* **DIRECTIONS FOR THIS TASK**: Return, character for character, the lines from the one bearing "spot the right hand" through the end of the material. Omit everything before that line.

* **RECORDS TO PROCESS**:
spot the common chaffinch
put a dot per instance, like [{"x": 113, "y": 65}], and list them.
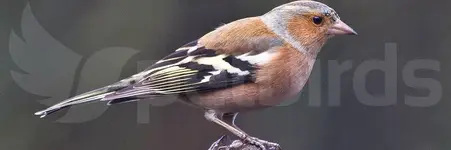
[{"x": 248, "y": 64}]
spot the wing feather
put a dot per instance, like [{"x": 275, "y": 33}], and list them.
[{"x": 192, "y": 68}]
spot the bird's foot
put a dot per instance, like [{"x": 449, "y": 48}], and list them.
[
  {"x": 262, "y": 144},
  {"x": 250, "y": 143}
]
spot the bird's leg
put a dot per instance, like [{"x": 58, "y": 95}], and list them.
[
  {"x": 212, "y": 116},
  {"x": 231, "y": 117}
]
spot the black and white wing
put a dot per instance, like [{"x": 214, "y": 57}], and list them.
[{"x": 192, "y": 68}]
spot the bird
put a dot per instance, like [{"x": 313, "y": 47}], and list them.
[{"x": 245, "y": 65}]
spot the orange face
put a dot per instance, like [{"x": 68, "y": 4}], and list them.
[{"x": 311, "y": 29}]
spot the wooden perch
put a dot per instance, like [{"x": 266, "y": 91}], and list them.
[{"x": 225, "y": 143}]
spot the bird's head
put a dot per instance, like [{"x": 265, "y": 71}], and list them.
[{"x": 308, "y": 23}]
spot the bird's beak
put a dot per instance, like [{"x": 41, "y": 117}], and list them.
[{"x": 341, "y": 28}]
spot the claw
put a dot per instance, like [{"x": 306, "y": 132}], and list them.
[{"x": 262, "y": 144}]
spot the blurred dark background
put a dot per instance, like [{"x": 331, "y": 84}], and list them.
[{"x": 149, "y": 30}]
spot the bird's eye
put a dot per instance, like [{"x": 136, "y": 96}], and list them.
[{"x": 317, "y": 20}]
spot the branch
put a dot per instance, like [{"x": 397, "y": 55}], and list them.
[{"x": 225, "y": 143}]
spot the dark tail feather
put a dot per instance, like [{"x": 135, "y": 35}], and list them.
[{"x": 91, "y": 96}]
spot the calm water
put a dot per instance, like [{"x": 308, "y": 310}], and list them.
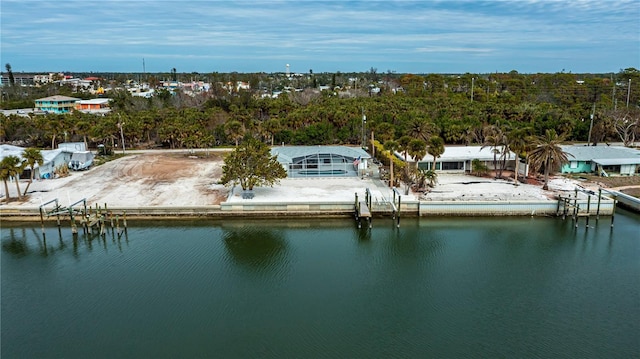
[{"x": 459, "y": 287}]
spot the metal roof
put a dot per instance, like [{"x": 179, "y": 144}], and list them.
[
  {"x": 610, "y": 154},
  {"x": 47, "y": 155},
  {"x": 57, "y": 98},
  {"x": 286, "y": 154},
  {"x": 466, "y": 153}
]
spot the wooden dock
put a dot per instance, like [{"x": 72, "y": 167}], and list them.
[{"x": 363, "y": 210}]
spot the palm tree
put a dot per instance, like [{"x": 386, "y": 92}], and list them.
[
  {"x": 403, "y": 146},
  {"x": 5, "y": 173},
  {"x": 235, "y": 130},
  {"x": 495, "y": 139},
  {"x": 417, "y": 150},
  {"x": 391, "y": 146},
  {"x": 548, "y": 154},
  {"x": 31, "y": 157},
  {"x": 11, "y": 166},
  {"x": 435, "y": 149},
  {"x": 517, "y": 142}
]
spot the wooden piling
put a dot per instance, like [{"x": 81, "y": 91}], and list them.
[
  {"x": 588, "y": 209},
  {"x": 42, "y": 220},
  {"x": 615, "y": 201},
  {"x": 598, "y": 208},
  {"x": 398, "y": 215}
]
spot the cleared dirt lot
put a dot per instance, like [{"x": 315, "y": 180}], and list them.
[
  {"x": 183, "y": 179},
  {"x": 146, "y": 179}
]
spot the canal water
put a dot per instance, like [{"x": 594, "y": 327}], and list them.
[{"x": 301, "y": 288}]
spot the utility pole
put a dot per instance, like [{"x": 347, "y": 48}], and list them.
[
  {"x": 628, "y": 93},
  {"x": 472, "y": 82},
  {"x": 120, "y": 125},
  {"x": 613, "y": 96},
  {"x": 364, "y": 122},
  {"x": 591, "y": 125}
]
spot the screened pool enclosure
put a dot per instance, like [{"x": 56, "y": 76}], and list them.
[{"x": 322, "y": 161}]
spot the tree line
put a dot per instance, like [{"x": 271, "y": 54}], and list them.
[{"x": 461, "y": 110}]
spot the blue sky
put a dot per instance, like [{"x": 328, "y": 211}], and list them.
[{"x": 326, "y": 36}]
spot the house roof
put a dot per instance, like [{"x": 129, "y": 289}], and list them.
[
  {"x": 610, "y": 154},
  {"x": 57, "y": 98},
  {"x": 286, "y": 154},
  {"x": 95, "y": 101},
  {"x": 466, "y": 153},
  {"x": 47, "y": 155}
]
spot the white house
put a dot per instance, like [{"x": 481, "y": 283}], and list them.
[
  {"x": 322, "y": 161},
  {"x": 459, "y": 158}
]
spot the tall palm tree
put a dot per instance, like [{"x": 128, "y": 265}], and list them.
[
  {"x": 403, "y": 146},
  {"x": 435, "y": 149},
  {"x": 417, "y": 150},
  {"x": 235, "y": 130},
  {"x": 391, "y": 146},
  {"x": 548, "y": 154},
  {"x": 517, "y": 142},
  {"x": 5, "y": 173},
  {"x": 31, "y": 157},
  {"x": 495, "y": 139},
  {"x": 11, "y": 166}
]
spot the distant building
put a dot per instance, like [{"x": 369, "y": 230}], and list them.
[
  {"x": 95, "y": 105},
  {"x": 459, "y": 158},
  {"x": 56, "y": 104},
  {"x": 603, "y": 160},
  {"x": 52, "y": 159},
  {"x": 322, "y": 161}
]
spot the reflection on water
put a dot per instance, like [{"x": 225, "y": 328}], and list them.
[
  {"x": 435, "y": 287},
  {"x": 254, "y": 248},
  {"x": 56, "y": 240}
]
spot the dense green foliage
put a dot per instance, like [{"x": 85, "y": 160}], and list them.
[
  {"x": 406, "y": 105},
  {"x": 250, "y": 165}
]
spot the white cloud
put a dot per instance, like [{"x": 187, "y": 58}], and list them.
[{"x": 318, "y": 31}]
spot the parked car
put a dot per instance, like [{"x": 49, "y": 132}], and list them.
[{"x": 81, "y": 160}]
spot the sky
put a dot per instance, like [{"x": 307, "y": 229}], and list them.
[{"x": 528, "y": 36}]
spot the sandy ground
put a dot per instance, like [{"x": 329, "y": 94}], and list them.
[{"x": 177, "y": 179}]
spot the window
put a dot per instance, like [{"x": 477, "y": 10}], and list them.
[{"x": 452, "y": 165}]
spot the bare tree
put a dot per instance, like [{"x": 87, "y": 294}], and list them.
[{"x": 626, "y": 123}]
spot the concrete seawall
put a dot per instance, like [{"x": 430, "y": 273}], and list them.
[{"x": 336, "y": 209}]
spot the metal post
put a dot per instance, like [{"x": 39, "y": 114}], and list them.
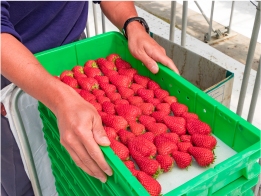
[
  {"x": 250, "y": 55},
  {"x": 210, "y": 22},
  {"x": 184, "y": 23},
  {"x": 95, "y": 18},
  {"x": 231, "y": 17},
  {"x": 172, "y": 21}
]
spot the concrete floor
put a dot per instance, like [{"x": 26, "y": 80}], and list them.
[{"x": 235, "y": 47}]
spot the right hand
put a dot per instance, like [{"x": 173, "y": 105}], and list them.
[{"x": 81, "y": 131}]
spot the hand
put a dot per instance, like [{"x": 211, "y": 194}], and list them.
[
  {"x": 81, "y": 131},
  {"x": 146, "y": 49}
]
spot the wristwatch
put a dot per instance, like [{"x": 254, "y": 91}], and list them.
[{"x": 140, "y": 20}]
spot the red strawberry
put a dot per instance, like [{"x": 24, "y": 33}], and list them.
[
  {"x": 147, "y": 108},
  {"x": 178, "y": 108},
  {"x": 108, "y": 88},
  {"x": 125, "y": 92},
  {"x": 136, "y": 128},
  {"x": 124, "y": 135},
  {"x": 166, "y": 162},
  {"x": 175, "y": 124},
  {"x": 98, "y": 106},
  {"x": 145, "y": 94},
  {"x": 163, "y": 107},
  {"x": 111, "y": 133},
  {"x": 153, "y": 85},
  {"x": 98, "y": 92},
  {"x": 135, "y": 87},
  {"x": 77, "y": 69},
  {"x": 197, "y": 126},
  {"x": 120, "y": 150},
  {"x": 156, "y": 128},
  {"x": 184, "y": 146},
  {"x": 108, "y": 107},
  {"x": 149, "y": 183},
  {"x": 205, "y": 141},
  {"x": 203, "y": 156},
  {"x": 182, "y": 159},
  {"x": 161, "y": 94},
  {"x": 91, "y": 63},
  {"x": 116, "y": 122},
  {"x": 70, "y": 81},
  {"x": 102, "y": 79},
  {"x": 86, "y": 95},
  {"x": 144, "y": 119},
  {"x": 120, "y": 80},
  {"x": 101, "y": 99},
  {"x": 121, "y": 64},
  {"x": 112, "y": 57},
  {"x": 66, "y": 73},
  {"x": 142, "y": 80},
  {"x": 170, "y": 99},
  {"x": 154, "y": 101}
]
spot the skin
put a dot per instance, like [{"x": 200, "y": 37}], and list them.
[{"x": 80, "y": 126}]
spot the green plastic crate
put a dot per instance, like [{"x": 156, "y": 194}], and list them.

* **THE REPLY**:
spot the right hand
put a dot per instance, like [{"x": 173, "y": 105}], and list them.
[{"x": 81, "y": 131}]
spot the hand
put a dot per instance, like [{"x": 211, "y": 194}], and list them.
[
  {"x": 81, "y": 131},
  {"x": 146, "y": 49}
]
spot the wristwatch
put a dot per instance, like [{"x": 254, "y": 91}], and list them.
[{"x": 140, "y": 20}]
spot the red strawberry
put a dot per instance, like [{"x": 24, "y": 33}], and list them.
[
  {"x": 147, "y": 108},
  {"x": 178, "y": 108},
  {"x": 108, "y": 88},
  {"x": 125, "y": 92},
  {"x": 136, "y": 128},
  {"x": 124, "y": 135},
  {"x": 166, "y": 162},
  {"x": 175, "y": 124},
  {"x": 98, "y": 106},
  {"x": 145, "y": 94},
  {"x": 163, "y": 107},
  {"x": 111, "y": 133},
  {"x": 153, "y": 85},
  {"x": 98, "y": 92},
  {"x": 135, "y": 87},
  {"x": 77, "y": 69},
  {"x": 197, "y": 126},
  {"x": 120, "y": 150},
  {"x": 156, "y": 128},
  {"x": 184, "y": 146},
  {"x": 108, "y": 107},
  {"x": 149, "y": 183},
  {"x": 205, "y": 141},
  {"x": 203, "y": 156},
  {"x": 182, "y": 159},
  {"x": 161, "y": 94},
  {"x": 91, "y": 63},
  {"x": 116, "y": 122},
  {"x": 70, "y": 81},
  {"x": 102, "y": 79},
  {"x": 86, "y": 95},
  {"x": 144, "y": 119},
  {"x": 120, "y": 80},
  {"x": 101, "y": 99},
  {"x": 121, "y": 64},
  {"x": 112, "y": 57},
  {"x": 66, "y": 73},
  {"x": 142, "y": 80},
  {"x": 170, "y": 99},
  {"x": 154, "y": 101}
]
spot the skin
put a dot per instance, like [{"x": 200, "y": 37}], and list them.
[{"x": 80, "y": 126}]
spot the green plastic crate
put a dot per instance, like [{"x": 156, "y": 194}], and list them.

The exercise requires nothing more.